■ Requirement:
Please find every line in the material that contains the string "calf" and copy each one. Case counts.

○ ○ ○ ○

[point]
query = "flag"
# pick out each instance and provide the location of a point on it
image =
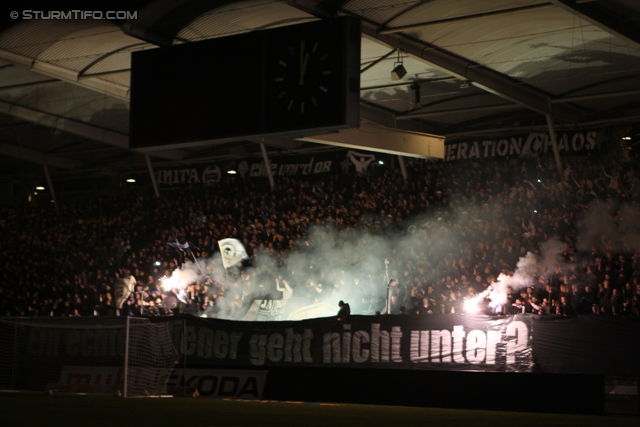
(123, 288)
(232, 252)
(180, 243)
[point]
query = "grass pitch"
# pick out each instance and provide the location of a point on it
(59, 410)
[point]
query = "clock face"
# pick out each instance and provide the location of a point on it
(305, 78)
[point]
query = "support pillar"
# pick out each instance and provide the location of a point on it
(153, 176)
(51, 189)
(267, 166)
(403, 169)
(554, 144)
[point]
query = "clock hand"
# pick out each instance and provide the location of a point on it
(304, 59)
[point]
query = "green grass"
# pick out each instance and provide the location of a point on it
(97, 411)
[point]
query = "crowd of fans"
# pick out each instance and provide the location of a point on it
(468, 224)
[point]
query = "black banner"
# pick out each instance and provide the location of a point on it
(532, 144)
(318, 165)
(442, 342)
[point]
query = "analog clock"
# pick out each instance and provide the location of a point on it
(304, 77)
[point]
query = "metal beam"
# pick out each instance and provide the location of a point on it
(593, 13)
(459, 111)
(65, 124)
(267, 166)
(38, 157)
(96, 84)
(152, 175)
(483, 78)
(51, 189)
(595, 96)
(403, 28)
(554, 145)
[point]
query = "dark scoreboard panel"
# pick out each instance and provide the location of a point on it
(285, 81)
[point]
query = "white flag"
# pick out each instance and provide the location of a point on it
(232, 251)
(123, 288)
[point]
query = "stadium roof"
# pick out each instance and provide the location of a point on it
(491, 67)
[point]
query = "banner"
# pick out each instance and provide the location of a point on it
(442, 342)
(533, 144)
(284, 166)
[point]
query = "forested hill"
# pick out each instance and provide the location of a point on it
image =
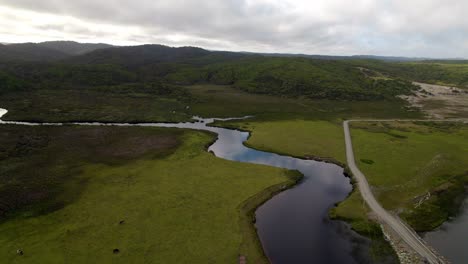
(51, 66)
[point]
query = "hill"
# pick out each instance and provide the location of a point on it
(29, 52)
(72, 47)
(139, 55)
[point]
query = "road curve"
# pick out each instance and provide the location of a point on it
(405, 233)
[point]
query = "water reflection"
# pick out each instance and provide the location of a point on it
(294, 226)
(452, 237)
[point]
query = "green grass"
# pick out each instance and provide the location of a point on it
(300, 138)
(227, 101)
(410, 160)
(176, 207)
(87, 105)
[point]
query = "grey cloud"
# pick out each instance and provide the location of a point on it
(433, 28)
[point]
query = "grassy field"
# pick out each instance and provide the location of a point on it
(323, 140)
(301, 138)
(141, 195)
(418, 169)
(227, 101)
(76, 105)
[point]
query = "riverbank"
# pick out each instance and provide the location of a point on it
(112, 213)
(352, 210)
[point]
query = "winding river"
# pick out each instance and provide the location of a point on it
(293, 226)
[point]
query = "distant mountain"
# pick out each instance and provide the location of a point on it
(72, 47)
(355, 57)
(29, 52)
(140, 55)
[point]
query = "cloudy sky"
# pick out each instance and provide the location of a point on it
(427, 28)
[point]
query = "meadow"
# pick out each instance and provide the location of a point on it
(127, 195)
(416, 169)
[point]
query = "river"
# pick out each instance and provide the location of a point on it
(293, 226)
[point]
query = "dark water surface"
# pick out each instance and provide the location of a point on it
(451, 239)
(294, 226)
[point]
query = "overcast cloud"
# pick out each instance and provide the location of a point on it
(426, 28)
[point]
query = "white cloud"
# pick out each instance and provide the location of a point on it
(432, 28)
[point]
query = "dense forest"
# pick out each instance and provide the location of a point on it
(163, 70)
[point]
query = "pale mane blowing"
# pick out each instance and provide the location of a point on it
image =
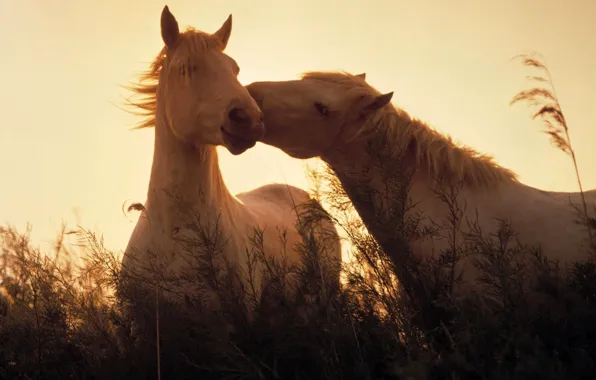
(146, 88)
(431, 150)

○ ○ ○ ○

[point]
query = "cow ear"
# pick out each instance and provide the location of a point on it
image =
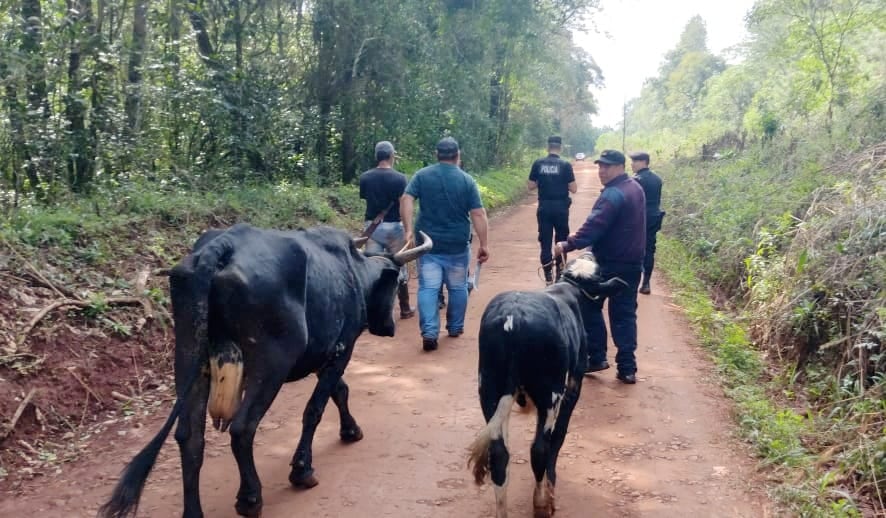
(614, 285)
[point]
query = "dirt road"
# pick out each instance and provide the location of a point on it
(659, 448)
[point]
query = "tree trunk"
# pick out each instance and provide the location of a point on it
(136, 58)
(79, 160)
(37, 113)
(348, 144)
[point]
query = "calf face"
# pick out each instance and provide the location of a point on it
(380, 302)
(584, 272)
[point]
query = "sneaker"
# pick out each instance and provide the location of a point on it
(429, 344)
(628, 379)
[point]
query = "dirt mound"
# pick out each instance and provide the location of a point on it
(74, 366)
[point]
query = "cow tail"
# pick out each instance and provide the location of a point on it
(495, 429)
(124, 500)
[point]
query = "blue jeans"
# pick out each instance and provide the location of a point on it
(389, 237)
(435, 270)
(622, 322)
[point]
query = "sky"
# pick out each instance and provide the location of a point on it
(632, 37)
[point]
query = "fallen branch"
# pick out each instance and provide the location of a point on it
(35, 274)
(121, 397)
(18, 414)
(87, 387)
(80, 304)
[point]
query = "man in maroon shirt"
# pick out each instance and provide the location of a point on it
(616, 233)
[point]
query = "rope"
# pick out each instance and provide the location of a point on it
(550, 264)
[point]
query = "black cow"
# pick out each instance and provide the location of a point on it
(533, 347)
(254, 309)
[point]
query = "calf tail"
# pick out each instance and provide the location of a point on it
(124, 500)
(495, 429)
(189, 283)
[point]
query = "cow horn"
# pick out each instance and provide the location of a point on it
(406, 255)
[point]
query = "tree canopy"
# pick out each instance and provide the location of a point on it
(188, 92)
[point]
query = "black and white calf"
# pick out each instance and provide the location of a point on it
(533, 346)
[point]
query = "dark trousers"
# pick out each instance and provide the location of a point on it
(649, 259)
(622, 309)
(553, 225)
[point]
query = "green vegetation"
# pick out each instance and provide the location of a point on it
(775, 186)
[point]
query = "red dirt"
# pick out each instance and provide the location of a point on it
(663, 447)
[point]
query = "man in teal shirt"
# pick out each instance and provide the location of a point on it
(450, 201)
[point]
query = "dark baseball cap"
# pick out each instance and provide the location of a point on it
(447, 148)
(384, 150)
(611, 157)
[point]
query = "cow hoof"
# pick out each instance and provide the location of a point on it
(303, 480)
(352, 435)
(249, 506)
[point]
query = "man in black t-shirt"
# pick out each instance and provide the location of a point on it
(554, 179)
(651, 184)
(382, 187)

○ ○ ○ ○

■ Solution:
query = "calf face"
query = "calf tail"
query = "black and white calf"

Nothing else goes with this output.